**About this task**
All lines in the material below that contain "hand" should be located and copied.

Exercise data: Begin

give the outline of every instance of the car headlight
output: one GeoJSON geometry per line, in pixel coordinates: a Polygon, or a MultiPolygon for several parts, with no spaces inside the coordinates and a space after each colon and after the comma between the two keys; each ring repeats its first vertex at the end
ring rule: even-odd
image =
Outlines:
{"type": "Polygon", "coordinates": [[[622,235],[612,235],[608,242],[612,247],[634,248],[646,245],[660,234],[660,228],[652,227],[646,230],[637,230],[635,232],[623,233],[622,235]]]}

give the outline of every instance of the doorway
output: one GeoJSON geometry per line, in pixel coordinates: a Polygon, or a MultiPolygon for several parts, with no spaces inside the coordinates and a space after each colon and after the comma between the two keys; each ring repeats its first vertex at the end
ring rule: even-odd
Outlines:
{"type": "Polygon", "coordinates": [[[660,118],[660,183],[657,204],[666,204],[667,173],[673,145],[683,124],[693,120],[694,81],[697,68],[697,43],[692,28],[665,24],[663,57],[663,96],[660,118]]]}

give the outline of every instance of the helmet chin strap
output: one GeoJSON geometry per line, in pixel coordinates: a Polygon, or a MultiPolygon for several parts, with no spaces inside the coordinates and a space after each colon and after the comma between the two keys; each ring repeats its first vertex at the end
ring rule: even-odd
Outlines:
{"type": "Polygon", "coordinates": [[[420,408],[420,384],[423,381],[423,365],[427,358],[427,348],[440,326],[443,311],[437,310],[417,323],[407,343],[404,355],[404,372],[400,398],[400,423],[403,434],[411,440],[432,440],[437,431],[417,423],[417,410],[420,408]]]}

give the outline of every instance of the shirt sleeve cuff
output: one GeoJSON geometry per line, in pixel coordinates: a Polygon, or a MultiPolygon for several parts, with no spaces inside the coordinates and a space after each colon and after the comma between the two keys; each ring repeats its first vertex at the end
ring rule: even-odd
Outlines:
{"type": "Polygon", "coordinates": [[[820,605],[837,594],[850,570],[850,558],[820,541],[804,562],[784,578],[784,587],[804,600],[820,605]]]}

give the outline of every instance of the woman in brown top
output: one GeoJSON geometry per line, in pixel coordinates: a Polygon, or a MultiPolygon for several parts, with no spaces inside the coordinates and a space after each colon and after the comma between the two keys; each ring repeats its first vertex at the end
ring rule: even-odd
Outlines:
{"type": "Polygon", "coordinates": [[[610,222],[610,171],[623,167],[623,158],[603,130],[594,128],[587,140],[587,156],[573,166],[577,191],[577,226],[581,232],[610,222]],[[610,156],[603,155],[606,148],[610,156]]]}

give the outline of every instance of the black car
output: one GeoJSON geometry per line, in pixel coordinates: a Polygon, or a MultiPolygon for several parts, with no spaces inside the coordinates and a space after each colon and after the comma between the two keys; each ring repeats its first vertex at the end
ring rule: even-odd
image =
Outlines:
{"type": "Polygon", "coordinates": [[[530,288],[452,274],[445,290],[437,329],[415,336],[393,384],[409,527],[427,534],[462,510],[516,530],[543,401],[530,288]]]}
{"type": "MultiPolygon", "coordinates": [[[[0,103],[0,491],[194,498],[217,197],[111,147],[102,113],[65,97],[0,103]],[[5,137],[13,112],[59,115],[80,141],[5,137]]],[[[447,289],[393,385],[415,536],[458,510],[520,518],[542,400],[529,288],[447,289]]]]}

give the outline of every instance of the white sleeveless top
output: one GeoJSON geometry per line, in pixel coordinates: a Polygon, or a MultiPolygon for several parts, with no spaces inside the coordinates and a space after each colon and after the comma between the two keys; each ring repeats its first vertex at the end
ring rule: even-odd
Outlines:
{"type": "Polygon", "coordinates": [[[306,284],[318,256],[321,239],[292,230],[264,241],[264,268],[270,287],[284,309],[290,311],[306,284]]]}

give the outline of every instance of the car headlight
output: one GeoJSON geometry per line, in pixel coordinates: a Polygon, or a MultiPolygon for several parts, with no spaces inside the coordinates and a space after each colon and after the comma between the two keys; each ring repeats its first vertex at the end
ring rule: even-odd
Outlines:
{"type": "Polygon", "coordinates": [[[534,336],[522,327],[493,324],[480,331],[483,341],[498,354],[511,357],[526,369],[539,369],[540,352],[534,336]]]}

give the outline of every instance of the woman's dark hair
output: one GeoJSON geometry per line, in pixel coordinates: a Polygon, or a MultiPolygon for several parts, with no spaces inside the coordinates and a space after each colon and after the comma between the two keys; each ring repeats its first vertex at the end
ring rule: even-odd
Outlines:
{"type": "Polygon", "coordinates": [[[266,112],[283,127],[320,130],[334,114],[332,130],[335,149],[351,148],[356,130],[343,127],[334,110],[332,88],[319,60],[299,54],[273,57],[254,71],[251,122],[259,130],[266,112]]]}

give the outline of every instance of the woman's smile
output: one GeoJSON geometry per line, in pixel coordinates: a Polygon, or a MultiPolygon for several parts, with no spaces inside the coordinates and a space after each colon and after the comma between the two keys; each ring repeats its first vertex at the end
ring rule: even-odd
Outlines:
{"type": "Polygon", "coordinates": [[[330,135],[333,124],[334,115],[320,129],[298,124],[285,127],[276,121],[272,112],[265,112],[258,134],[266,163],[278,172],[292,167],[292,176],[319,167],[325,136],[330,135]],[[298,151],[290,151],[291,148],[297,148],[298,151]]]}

Exercise data: End
Exercise data: Begin

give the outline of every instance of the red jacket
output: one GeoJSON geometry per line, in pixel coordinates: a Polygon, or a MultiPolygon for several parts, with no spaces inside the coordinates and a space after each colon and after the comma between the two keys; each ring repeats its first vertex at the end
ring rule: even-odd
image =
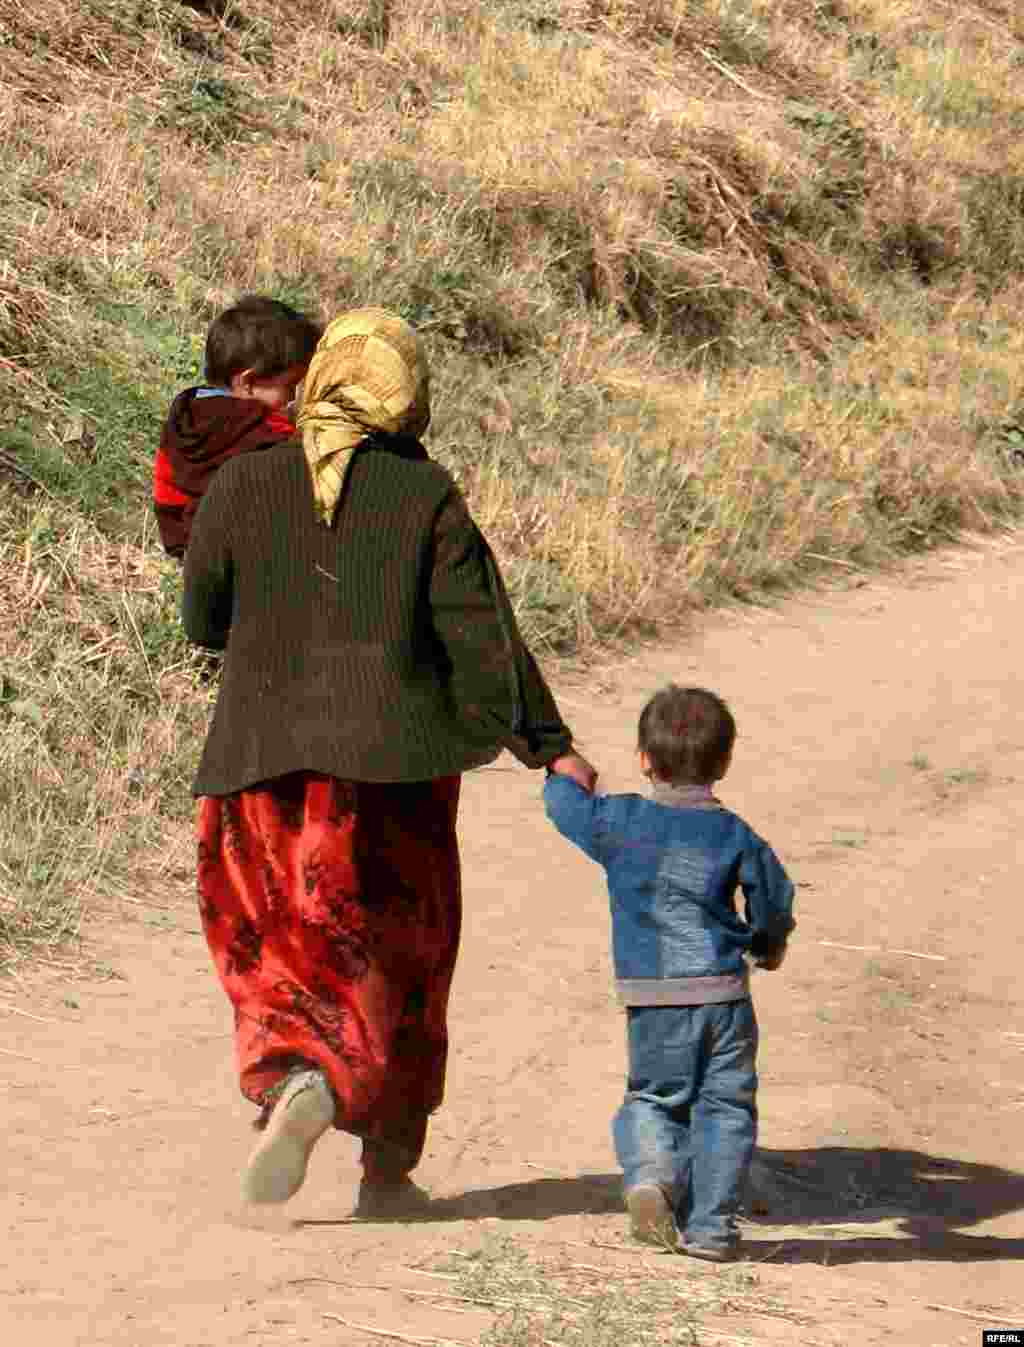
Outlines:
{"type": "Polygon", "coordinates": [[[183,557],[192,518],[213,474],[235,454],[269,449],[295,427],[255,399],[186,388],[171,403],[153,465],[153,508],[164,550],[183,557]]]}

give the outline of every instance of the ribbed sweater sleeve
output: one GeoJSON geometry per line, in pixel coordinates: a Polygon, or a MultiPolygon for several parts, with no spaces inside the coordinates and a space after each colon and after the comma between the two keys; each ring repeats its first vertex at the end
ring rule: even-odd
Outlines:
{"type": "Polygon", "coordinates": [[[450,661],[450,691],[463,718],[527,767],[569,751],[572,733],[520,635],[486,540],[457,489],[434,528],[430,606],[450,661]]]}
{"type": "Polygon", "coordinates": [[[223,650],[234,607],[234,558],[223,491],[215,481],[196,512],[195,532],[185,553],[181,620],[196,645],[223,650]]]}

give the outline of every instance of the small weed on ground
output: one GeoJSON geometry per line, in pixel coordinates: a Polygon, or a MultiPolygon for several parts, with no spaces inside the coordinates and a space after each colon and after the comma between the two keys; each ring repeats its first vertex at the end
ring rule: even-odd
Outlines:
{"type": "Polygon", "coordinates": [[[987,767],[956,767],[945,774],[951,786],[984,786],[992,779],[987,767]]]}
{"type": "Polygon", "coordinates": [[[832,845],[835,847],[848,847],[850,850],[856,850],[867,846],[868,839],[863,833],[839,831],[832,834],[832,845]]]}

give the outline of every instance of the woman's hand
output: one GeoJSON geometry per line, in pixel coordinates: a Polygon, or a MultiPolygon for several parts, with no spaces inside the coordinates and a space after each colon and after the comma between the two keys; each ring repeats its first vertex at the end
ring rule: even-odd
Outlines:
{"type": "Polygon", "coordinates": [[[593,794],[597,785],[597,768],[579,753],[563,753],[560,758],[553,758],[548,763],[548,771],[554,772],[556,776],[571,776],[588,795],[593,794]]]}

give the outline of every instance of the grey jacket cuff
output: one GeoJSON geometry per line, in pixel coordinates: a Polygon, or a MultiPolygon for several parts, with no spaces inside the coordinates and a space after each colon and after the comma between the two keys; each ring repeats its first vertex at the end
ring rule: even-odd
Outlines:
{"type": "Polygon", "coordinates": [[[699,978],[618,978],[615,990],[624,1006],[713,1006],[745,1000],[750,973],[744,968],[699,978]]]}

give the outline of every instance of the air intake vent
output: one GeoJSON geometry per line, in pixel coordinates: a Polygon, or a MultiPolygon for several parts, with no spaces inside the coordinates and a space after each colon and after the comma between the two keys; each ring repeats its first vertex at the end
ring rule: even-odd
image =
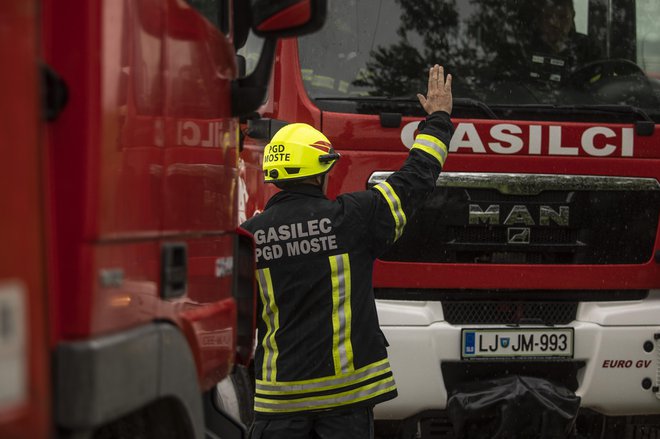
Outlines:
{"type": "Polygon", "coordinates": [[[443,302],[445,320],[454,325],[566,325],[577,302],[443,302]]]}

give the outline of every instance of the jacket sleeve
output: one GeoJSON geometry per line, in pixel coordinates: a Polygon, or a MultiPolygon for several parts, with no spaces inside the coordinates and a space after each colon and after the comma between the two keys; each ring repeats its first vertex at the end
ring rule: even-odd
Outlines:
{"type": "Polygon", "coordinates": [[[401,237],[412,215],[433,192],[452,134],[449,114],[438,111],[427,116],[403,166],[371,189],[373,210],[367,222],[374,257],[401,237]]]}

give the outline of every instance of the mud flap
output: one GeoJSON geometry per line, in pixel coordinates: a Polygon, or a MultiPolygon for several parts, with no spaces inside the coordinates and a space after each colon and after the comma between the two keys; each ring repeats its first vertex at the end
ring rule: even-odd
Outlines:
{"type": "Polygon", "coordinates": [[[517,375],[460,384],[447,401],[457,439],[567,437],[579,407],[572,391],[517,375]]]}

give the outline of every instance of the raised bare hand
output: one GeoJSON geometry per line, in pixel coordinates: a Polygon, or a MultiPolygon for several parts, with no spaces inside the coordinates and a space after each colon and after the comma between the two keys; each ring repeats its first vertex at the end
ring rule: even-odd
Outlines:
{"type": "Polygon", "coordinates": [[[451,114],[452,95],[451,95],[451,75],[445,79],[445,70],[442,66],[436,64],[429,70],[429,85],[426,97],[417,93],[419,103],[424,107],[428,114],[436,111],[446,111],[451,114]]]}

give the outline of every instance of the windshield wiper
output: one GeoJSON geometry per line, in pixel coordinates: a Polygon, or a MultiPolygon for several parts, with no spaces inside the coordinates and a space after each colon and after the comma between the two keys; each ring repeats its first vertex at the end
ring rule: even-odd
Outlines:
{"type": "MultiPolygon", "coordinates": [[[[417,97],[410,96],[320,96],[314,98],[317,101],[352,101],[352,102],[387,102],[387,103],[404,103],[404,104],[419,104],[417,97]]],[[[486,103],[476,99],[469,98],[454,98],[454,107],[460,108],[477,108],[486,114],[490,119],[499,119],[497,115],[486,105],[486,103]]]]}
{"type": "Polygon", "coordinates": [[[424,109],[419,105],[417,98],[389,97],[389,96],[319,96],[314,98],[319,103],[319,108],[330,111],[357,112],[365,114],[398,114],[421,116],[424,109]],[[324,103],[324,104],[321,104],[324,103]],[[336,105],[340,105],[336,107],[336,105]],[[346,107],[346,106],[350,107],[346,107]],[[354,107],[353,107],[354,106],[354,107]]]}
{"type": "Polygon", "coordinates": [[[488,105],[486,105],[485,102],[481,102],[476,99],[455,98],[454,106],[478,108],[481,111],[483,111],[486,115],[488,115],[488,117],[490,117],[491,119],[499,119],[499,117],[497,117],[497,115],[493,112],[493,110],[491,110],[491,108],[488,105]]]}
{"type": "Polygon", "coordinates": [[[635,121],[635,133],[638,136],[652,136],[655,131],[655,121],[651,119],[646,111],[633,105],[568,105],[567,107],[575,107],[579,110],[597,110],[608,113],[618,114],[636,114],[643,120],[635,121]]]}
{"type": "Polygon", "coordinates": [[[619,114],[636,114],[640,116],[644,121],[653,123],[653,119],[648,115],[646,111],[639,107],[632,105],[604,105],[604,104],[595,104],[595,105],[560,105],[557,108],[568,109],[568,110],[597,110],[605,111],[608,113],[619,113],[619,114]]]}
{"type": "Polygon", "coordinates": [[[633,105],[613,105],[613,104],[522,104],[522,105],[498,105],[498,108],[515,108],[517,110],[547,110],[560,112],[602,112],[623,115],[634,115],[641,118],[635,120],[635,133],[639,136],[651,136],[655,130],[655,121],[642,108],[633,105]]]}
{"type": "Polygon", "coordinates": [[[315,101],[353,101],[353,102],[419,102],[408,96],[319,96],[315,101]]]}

Exercise data: End

**Finished exercise**
give the outline of every instance of the woman's hand
give the outline of every instance of the raised bare hand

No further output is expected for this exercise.